**What this task involves**
In this exercise, reproduce the whole listing exactly.

---*---

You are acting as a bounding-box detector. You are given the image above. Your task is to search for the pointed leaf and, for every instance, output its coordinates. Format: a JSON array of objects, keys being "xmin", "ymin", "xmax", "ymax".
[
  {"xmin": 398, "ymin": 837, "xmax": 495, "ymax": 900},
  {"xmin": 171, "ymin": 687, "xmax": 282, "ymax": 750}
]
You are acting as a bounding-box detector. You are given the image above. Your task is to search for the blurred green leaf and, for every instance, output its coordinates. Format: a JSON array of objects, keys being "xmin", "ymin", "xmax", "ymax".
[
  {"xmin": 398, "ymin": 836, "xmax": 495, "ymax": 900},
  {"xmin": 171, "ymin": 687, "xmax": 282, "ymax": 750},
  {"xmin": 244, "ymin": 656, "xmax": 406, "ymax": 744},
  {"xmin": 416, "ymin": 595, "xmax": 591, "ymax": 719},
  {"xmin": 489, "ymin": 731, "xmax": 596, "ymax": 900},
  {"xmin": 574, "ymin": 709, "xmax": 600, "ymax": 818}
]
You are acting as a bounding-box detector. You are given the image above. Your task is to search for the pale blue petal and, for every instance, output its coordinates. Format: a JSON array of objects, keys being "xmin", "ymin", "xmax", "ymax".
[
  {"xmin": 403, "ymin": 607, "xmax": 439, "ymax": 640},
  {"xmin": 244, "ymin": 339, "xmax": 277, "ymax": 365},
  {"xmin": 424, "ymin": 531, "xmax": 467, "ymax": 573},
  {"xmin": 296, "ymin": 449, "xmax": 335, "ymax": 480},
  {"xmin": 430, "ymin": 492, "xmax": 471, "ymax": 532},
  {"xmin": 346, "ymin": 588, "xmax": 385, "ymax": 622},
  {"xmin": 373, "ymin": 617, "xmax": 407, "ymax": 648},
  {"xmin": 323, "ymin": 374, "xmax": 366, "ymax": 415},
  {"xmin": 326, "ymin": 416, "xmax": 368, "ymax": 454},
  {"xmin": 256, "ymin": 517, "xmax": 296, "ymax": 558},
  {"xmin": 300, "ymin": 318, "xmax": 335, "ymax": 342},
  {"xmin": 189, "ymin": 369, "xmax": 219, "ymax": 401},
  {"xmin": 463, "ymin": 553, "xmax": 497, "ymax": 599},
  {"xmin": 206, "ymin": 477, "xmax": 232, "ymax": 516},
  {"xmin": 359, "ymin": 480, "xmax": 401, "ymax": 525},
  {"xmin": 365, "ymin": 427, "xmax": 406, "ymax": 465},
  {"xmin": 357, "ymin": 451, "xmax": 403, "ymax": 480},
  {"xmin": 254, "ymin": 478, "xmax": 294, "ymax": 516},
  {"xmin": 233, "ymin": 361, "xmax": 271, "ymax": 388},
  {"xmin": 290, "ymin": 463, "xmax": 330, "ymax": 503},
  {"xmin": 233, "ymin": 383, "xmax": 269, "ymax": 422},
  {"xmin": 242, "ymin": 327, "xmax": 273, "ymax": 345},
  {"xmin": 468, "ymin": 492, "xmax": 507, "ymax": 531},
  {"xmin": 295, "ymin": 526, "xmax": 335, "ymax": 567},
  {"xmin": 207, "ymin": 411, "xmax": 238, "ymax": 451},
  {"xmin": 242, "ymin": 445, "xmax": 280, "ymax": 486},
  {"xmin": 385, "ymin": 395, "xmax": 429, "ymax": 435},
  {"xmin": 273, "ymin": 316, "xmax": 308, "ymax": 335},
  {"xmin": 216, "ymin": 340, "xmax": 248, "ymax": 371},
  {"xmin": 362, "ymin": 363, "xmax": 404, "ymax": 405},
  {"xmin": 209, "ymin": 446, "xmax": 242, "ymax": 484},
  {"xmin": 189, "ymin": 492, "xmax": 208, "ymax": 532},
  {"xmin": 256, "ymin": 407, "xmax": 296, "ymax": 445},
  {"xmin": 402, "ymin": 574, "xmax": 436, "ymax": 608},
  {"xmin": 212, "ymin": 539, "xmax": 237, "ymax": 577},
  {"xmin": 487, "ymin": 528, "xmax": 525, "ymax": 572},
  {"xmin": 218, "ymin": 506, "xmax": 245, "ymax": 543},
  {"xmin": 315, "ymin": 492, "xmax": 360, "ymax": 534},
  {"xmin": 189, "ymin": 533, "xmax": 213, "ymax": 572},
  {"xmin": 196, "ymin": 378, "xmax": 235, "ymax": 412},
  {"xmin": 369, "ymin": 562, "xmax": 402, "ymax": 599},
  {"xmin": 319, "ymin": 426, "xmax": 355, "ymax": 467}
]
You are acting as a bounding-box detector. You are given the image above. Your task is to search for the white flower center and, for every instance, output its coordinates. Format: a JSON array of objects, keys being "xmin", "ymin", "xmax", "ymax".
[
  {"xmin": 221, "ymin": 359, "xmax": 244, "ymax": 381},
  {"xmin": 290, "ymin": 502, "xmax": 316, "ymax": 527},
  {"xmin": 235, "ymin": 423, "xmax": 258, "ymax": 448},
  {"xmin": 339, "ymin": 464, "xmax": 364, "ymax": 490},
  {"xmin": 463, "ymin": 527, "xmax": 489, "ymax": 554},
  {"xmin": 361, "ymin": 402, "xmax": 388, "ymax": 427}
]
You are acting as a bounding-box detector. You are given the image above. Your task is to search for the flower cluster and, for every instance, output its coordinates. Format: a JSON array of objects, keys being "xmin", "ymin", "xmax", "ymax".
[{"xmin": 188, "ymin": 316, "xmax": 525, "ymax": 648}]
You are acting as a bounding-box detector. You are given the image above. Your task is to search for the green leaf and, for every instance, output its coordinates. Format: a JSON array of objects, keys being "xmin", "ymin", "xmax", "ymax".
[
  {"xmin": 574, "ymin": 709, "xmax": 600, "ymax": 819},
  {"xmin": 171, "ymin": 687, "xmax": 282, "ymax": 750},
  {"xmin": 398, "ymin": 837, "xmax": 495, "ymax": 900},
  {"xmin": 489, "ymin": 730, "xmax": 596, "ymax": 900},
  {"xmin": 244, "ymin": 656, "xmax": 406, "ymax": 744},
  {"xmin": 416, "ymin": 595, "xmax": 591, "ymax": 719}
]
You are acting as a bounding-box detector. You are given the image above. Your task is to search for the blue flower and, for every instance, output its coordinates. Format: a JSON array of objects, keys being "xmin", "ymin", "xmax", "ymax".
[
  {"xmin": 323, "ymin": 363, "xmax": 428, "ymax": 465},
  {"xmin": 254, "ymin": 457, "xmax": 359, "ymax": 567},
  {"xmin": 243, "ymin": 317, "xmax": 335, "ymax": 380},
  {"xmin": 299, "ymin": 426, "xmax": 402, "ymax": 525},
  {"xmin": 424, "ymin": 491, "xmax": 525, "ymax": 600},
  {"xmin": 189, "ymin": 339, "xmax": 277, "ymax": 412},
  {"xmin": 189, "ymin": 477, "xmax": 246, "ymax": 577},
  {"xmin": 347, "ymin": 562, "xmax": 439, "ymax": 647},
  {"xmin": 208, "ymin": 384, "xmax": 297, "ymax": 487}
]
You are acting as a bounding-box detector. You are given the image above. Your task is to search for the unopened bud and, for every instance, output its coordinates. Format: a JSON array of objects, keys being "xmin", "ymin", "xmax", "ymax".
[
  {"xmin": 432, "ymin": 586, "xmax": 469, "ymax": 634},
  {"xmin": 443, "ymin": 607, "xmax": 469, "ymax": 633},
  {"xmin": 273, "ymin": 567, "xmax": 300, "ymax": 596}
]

---*---

**Exercise result**
You are acting as a bounding-box detector. You are given the image above. Your task is to search for the pointed leaf and, for every instance, output its coordinates. Format: a JSON array of objects, keys being "xmin", "ymin", "xmax", "ymax".
[
  {"xmin": 398, "ymin": 837, "xmax": 495, "ymax": 900},
  {"xmin": 171, "ymin": 687, "xmax": 282, "ymax": 750}
]
You are acting as a bounding-box detector. You are given the image above. Your task is to search for the blurred green leaf and, for every instance, output its coordinates. Format: a JSON array of objects, keys being "xmin", "ymin", "xmax", "ymax".
[
  {"xmin": 398, "ymin": 836, "xmax": 495, "ymax": 900},
  {"xmin": 171, "ymin": 687, "xmax": 282, "ymax": 750},
  {"xmin": 244, "ymin": 656, "xmax": 406, "ymax": 744},
  {"xmin": 416, "ymin": 595, "xmax": 591, "ymax": 719},
  {"xmin": 489, "ymin": 731, "xmax": 596, "ymax": 900},
  {"xmin": 574, "ymin": 709, "xmax": 600, "ymax": 818}
]
You are acting as a bounding-box detector. You are given the image above. Your task is to search for the pale blue petal and, for every instance, output its coordinates. Format: a JSON array of objects, keys being "xmin", "ymin", "xmax", "ymax".
[
  {"xmin": 403, "ymin": 607, "xmax": 439, "ymax": 640},
  {"xmin": 244, "ymin": 339, "xmax": 277, "ymax": 365},
  {"xmin": 424, "ymin": 531, "xmax": 467, "ymax": 573},
  {"xmin": 296, "ymin": 449, "xmax": 335, "ymax": 480},
  {"xmin": 430, "ymin": 492, "xmax": 471, "ymax": 532},
  {"xmin": 346, "ymin": 588, "xmax": 385, "ymax": 622},
  {"xmin": 373, "ymin": 617, "xmax": 407, "ymax": 648},
  {"xmin": 323, "ymin": 374, "xmax": 366, "ymax": 415},
  {"xmin": 326, "ymin": 416, "xmax": 368, "ymax": 454},
  {"xmin": 256, "ymin": 517, "xmax": 296, "ymax": 558},
  {"xmin": 300, "ymin": 318, "xmax": 335, "ymax": 342},
  {"xmin": 189, "ymin": 369, "xmax": 219, "ymax": 401},
  {"xmin": 463, "ymin": 553, "xmax": 497, "ymax": 599},
  {"xmin": 206, "ymin": 477, "xmax": 232, "ymax": 516},
  {"xmin": 359, "ymin": 480, "xmax": 401, "ymax": 525},
  {"xmin": 365, "ymin": 427, "xmax": 406, "ymax": 465},
  {"xmin": 357, "ymin": 451, "xmax": 403, "ymax": 480},
  {"xmin": 254, "ymin": 478, "xmax": 294, "ymax": 516},
  {"xmin": 233, "ymin": 361, "xmax": 271, "ymax": 388},
  {"xmin": 290, "ymin": 463, "xmax": 330, "ymax": 503},
  {"xmin": 233, "ymin": 383, "xmax": 269, "ymax": 422},
  {"xmin": 242, "ymin": 327, "xmax": 273, "ymax": 345},
  {"xmin": 468, "ymin": 492, "xmax": 507, "ymax": 531},
  {"xmin": 295, "ymin": 526, "xmax": 335, "ymax": 567},
  {"xmin": 207, "ymin": 411, "xmax": 238, "ymax": 451},
  {"xmin": 242, "ymin": 445, "xmax": 280, "ymax": 486},
  {"xmin": 385, "ymin": 395, "xmax": 429, "ymax": 435},
  {"xmin": 273, "ymin": 316, "xmax": 308, "ymax": 335},
  {"xmin": 216, "ymin": 340, "xmax": 248, "ymax": 371},
  {"xmin": 362, "ymin": 363, "xmax": 404, "ymax": 405},
  {"xmin": 209, "ymin": 446, "xmax": 242, "ymax": 484},
  {"xmin": 189, "ymin": 492, "xmax": 208, "ymax": 532},
  {"xmin": 256, "ymin": 407, "xmax": 296, "ymax": 445},
  {"xmin": 402, "ymin": 574, "xmax": 436, "ymax": 608},
  {"xmin": 212, "ymin": 539, "xmax": 237, "ymax": 577},
  {"xmin": 487, "ymin": 528, "xmax": 525, "ymax": 572},
  {"xmin": 218, "ymin": 506, "xmax": 245, "ymax": 543},
  {"xmin": 315, "ymin": 492, "xmax": 360, "ymax": 534},
  {"xmin": 189, "ymin": 533, "xmax": 213, "ymax": 572},
  {"xmin": 196, "ymin": 378, "xmax": 235, "ymax": 412},
  {"xmin": 369, "ymin": 562, "xmax": 402, "ymax": 599},
  {"xmin": 319, "ymin": 426, "xmax": 355, "ymax": 467}
]
You are acting as a bounding-box detector. You are given the image above. Your task is to search for the white flower center and, for every instance, output its coordinates. Format: a JSON array of objects, keys being "xmin", "ymin", "xmax", "ymax".
[
  {"xmin": 221, "ymin": 359, "xmax": 244, "ymax": 381},
  {"xmin": 290, "ymin": 502, "xmax": 316, "ymax": 527},
  {"xmin": 235, "ymin": 423, "xmax": 258, "ymax": 448},
  {"xmin": 339, "ymin": 464, "xmax": 364, "ymax": 490},
  {"xmin": 463, "ymin": 527, "xmax": 489, "ymax": 554},
  {"xmin": 361, "ymin": 402, "xmax": 388, "ymax": 427}
]
You are acting as a bounding-box detector. You are given the image above. Your task is to search for the flower cluster and, for every instance, output its coordinates. Format: a JSON array of objects, keys being "xmin", "ymin", "xmax", "ymax".
[{"xmin": 188, "ymin": 316, "xmax": 525, "ymax": 648}]
You are acting as a bounding-box detector. You are given the image above. Your task is to search for the green leaf and, for every instance, output its coordinates. Format: a JSON array of objects, keys being "xmin", "ymin", "xmax", "ymax".
[
  {"xmin": 574, "ymin": 709, "xmax": 600, "ymax": 819},
  {"xmin": 171, "ymin": 687, "xmax": 282, "ymax": 750},
  {"xmin": 398, "ymin": 837, "xmax": 495, "ymax": 900},
  {"xmin": 489, "ymin": 730, "xmax": 596, "ymax": 900},
  {"xmin": 244, "ymin": 656, "xmax": 406, "ymax": 744},
  {"xmin": 416, "ymin": 595, "xmax": 591, "ymax": 719}
]
You are acting as a bounding-box detector. You are given the image above. Your task is to search for the blue flower and, for every instance, output its coordinates. Format: a JSON array of objects, keys being "xmin", "ymin", "xmax", "ymax".
[
  {"xmin": 323, "ymin": 363, "xmax": 428, "ymax": 465},
  {"xmin": 254, "ymin": 457, "xmax": 359, "ymax": 567},
  {"xmin": 243, "ymin": 317, "xmax": 335, "ymax": 380},
  {"xmin": 299, "ymin": 426, "xmax": 402, "ymax": 525},
  {"xmin": 424, "ymin": 491, "xmax": 525, "ymax": 600},
  {"xmin": 189, "ymin": 339, "xmax": 277, "ymax": 412},
  {"xmin": 189, "ymin": 477, "xmax": 246, "ymax": 577},
  {"xmin": 347, "ymin": 562, "xmax": 439, "ymax": 647},
  {"xmin": 208, "ymin": 384, "xmax": 297, "ymax": 487}
]
You are acting as a bounding-box detector. You are given the image above. Your task is to search for the unopened bud and, for every instance, output its coordinates. Format: a JSON array of objects, keys being "xmin", "ymin", "xmax", "ymax".
[
  {"xmin": 432, "ymin": 586, "xmax": 469, "ymax": 634},
  {"xmin": 443, "ymin": 607, "xmax": 469, "ymax": 633},
  {"xmin": 273, "ymin": 567, "xmax": 300, "ymax": 596}
]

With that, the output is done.